Source records
::::::

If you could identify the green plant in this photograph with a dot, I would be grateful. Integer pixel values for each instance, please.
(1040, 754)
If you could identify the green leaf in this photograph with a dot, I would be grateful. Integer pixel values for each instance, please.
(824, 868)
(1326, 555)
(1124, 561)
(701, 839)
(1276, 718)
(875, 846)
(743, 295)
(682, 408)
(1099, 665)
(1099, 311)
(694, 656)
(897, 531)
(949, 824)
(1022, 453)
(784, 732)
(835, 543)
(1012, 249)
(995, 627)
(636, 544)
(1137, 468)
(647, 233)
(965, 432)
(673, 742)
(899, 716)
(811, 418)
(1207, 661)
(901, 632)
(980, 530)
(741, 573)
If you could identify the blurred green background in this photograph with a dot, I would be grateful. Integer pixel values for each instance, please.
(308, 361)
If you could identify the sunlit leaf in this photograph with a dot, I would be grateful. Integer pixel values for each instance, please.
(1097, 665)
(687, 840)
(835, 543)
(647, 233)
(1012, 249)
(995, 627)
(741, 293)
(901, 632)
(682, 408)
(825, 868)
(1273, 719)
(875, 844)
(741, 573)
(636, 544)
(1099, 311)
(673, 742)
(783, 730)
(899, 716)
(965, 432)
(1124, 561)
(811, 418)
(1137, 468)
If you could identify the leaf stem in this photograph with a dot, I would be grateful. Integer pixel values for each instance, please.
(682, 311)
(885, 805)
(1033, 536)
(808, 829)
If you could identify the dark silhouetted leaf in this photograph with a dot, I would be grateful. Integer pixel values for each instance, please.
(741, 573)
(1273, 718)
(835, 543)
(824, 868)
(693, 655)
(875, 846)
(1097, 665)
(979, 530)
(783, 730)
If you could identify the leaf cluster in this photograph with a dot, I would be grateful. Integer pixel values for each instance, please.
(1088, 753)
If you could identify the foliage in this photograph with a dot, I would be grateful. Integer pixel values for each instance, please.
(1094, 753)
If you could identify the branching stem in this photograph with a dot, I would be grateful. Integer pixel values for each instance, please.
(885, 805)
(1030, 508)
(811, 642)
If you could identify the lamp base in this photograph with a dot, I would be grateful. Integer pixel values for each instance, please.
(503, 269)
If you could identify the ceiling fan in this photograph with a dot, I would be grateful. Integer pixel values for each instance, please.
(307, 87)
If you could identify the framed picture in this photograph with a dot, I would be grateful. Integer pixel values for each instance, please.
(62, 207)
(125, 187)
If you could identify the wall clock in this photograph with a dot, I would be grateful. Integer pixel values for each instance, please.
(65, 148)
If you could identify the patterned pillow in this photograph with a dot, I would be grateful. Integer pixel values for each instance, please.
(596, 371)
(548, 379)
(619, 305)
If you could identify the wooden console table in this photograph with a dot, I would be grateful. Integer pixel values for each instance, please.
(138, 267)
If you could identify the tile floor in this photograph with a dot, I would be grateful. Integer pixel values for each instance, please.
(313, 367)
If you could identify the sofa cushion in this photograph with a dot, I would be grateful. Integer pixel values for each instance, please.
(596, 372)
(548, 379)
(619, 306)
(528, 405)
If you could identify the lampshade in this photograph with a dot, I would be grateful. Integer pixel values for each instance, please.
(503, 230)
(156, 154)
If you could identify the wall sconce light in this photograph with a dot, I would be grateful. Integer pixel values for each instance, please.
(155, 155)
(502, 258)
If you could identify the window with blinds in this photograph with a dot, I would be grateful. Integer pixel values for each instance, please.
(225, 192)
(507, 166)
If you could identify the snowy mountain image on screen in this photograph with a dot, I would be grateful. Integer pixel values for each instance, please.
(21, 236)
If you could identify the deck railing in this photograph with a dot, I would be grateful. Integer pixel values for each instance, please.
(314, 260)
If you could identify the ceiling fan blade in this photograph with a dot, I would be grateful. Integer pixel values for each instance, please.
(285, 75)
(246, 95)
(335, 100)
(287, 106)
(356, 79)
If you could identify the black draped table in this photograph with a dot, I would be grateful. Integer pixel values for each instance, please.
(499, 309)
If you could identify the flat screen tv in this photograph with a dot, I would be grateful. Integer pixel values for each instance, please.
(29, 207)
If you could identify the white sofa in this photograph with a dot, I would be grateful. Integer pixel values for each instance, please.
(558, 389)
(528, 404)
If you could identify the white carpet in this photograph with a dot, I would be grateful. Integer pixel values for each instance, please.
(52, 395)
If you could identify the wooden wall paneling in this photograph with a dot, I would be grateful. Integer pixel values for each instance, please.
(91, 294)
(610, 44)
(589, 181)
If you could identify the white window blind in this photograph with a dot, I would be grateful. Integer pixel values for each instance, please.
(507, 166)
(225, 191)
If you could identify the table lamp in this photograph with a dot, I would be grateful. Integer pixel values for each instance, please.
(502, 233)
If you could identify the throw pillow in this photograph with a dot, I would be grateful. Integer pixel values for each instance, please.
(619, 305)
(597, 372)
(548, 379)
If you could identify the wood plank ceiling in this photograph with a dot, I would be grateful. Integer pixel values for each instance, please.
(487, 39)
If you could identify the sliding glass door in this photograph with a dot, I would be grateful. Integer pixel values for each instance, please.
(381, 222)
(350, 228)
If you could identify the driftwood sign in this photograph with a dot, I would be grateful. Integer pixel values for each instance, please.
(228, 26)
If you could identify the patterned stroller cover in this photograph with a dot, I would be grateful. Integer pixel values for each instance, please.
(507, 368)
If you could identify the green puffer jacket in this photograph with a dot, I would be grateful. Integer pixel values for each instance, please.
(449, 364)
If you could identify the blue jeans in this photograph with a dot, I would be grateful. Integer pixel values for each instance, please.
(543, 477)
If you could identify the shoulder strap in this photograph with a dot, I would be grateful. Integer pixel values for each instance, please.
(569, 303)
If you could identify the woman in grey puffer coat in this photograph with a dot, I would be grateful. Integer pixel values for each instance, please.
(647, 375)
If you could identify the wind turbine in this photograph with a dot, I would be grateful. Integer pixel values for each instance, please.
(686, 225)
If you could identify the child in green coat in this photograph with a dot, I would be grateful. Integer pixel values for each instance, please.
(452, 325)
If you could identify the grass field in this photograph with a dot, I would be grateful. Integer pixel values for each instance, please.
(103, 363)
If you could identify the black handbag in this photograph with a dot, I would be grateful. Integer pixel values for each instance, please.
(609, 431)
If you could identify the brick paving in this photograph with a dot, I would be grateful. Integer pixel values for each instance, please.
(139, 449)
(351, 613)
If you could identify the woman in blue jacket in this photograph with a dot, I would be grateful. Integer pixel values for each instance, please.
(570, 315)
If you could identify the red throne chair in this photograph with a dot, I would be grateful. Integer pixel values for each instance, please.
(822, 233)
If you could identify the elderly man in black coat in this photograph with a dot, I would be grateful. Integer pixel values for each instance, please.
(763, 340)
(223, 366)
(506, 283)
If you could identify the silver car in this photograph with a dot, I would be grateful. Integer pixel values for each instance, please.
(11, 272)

::::::

• [DIRECTIONS]:
Repeat all the lines above, keeping them exactly as they are.

• [SOLUTION TO THE EXERCISE]:
If you could identify the green plant in this photograph with a dot, I would be grateful. Integer pixel values for each instance, please.
(1040, 754)
If you could identify the green leaf in this photograph with a dot, I would be grateful. Integer pixel values for each instance, please.
(824, 868)
(1326, 555)
(1124, 561)
(701, 839)
(1276, 718)
(875, 846)
(743, 295)
(682, 408)
(1099, 665)
(1099, 311)
(694, 656)
(897, 531)
(949, 824)
(1022, 453)
(784, 732)
(835, 543)
(1012, 249)
(995, 627)
(636, 544)
(1137, 468)
(647, 233)
(965, 432)
(673, 742)
(899, 716)
(811, 418)
(1207, 661)
(901, 632)
(980, 530)
(741, 573)
If you could identify the blurred green background in this photograph with a dot, I would be grateful. Integer pixel values for each instance, please.
(308, 361)
If you could identify the sunlit leaf in this photograph with a dot, I would be grateful. Integer pixel values for each instance, please.
(1097, 665)
(687, 840)
(835, 543)
(647, 233)
(1012, 249)
(995, 627)
(741, 293)
(901, 632)
(682, 408)
(825, 868)
(1273, 719)
(875, 844)
(741, 573)
(636, 544)
(1099, 311)
(673, 742)
(783, 730)
(899, 716)
(965, 432)
(1124, 561)
(811, 418)
(1137, 468)
If you could identify the leaf stem in this photograph with a dot, I would be grateful. Integer pixel values for each instance, please.
(682, 311)
(885, 805)
(1033, 536)
(808, 829)
If you could identify the dark silhouetted leaf in this photograph with a dot, I would be grateful. Integer pixel values for each instance, please.
(741, 573)
(1273, 718)
(835, 543)
(824, 868)
(693, 655)
(875, 846)
(1097, 665)
(979, 530)
(783, 730)
If you could identify the leaf cluster in this photograph with a dot, I would be grateful. Integer pixel values for each instance, please.
(1088, 753)
If you could identify the foliage in this photograph with a dot, I would be grateful. Integer pixel values for each instance, please.
(1094, 753)
If you could identify the branching stem in this photograph with a dot, I would be grateful. Integer pixel values for each instance, please.
(885, 805)
(1030, 508)
(811, 642)
If you could identify the lamp base in this photograph with a dot, I would be grateful. Integer pixel values for each instance, please.
(503, 269)
If you could identify the ceiling fan in this photograph with a dot, I would be grateful. Integer pixel values for each instance, please.
(307, 87)
If you could identify the framed picture in this photograph with a dot, I would be grateful. Integer pixel values for each instance, please.
(62, 207)
(125, 187)
If you could identify the wall clock in this photograph with a dot, I would be grateful. Integer pixel values for each instance, please.
(65, 148)
If you could identify the patterned pillow in this photograph with a dot, I would be grateful. Integer pixel values for each instance, please.
(596, 371)
(548, 379)
(619, 305)
If you could identify the wooden console table in this photograph with a dot, I would be grateful. Integer pixel values for each instance, please.
(138, 267)
If you could identify the tile floor in this photograph with a dot, I would be grateful. Integer pixel values for each instance, please.
(313, 367)
If you could identify the sofa cushion in this photograph with a dot, I would be grateful. Integer pixel values for each instance, please.
(596, 372)
(548, 379)
(619, 306)
(528, 405)
If you could identify the lampshade in this photograph with a dot, I would be grateful. Integer pixel values for each instance, please.
(503, 230)
(156, 154)
If you could identify the wall sconce light in this photograph with a dot, I would be grateful. Integer pixel values for each instance, please.
(155, 155)
(502, 258)
If you could identify the window with blinds in this photograph with a dot, I would be grateful. Integer pixel values for each instance, please.
(225, 192)
(507, 166)
If you could identify the snowy mountain image on screen in this photograph with a dot, I would be grateful. Integer pixel values for each instance, please.
(21, 236)
If you could identify the deck railing in this photograph with a dot, I would be grateful. Integer pixel values for each instance, please.
(314, 260)
If you could identify the ceiling fan blade in this photograph with a dot, I would be grateful. Integer pixel values for each instance, please.
(285, 75)
(246, 95)
(335, 100)
(287, 106)
(356, 79)
If you could identify the black draped table in this photograph with a dot, I would be grateful. Integer pixel values for each instance, please.
(499, 309)
If you could identify the flat screen tv in this photograph with a dot, I would be grateful. Integer pixel values for each instance, please.
(29, 207)
If you could identify the white sofa in this photograph with a dot, I would be grateful. Integer pixel values for each instance, please.
(558, 389)
(528, 404)
If you could identify the white carpet in this photograph with a dot, I would be grateful. Integer pixel values for each instance, please.
(52, 395)
If you could identify the wooden wall paneling in this photograph with a dot, I would be grateful. Integer pixel values for each instance, please.
(91, 294)
(610, 44)
(589, 181)
If you could identify the white window blind in this photograph with a dot, I would be grateful. Integer pixel values for each instance, please.
(507, 166)
(225, 191)
If you could identify the table lamp in this photograph with a dot, I would be grateful. Integer pixel values for each instance, please.
(502, 233)
If you could identify the throw pillow in this photograph with a dot, I would be grateful. Integer pixel values for each instance, please.
(619, 305)
(597, 372)
(548, 379)
If you could identify the wood plank ceiling in this photograph with a dot, I would be grateful. Integer pixel values for each instance, please.
(487, 39)
If you could identify the sliding glass door in this photograph with a dot, I would be grateful. Integer pixel values for each instance, please.
(381, 222)
(350, 228)
If you could identify the driftwood sign in this photograph with a dot, I would be grateful. Integer pixel values for each instance, please.
(228, 26)
If you could identify the patterned stroller cover in this photograph with a dot, I would be grateful. Integer pixel values for each instance, please.
(507, 368)
If you could identify the green puffer jacket in this photograph with a dot, I would be grateful. Integer pixel values for each instance, please.
(449, 364)
If you could identify the blue jeans in this photograph with a dot, I would be grateful. Integer pixel values for each instance, please.
(543, 477)
If you could identify the shoulder strap in this photograph with a dot, I would be grateful. Integer pixel values for each instance, please.
(569, 303)
If you could identify the woman in grey puffer coat in this photograph with a dot, I would be grateful. Integer pixel values for each instance, please.
(647, 375)
If you could identify the wind turbine in this photograph with a dot, I would be grateful. Integer pixel values for each instance, please.
(686, 225)
If you could identify the child in green coat in this photograph with a dot, I would be grateful. Integer pixel values for each instance, please.
(452, 325)
If you could identify the grass field in this photograph with a dot, I would be grateful. Integer pixel values for each instance, please.
(103, 363)
If you could identify the black handbag in this photograph with a dot, I would be grateful. Integer pixel values for each instance, please.
(609, 431)
If you could identify the brick paving in this photograph with a dot, I would be grateful. Integer pixel values for each instance, please.
(139, 449)
(351, 613)
If you could identify the woman in blue jacket in this photograph with a dot, I would be grateful. Integer pixel values for each instance, please.
(570, 315)
If you could identify the red throne chair in this photograph with a dot, I would be grateful. Integer pixel values for each instance, please.
(822, 233)
If you could identify the elderly man in black coat in this photograph with a dot, I would be grateful. Integer pixel values for each instance, please.
(763, 340)
(223, 366)
(506, 283)
If you could identify the silver car in this photograph with a dot, I would be grateful. Integer pixel values for each instance, please.
(11, 272)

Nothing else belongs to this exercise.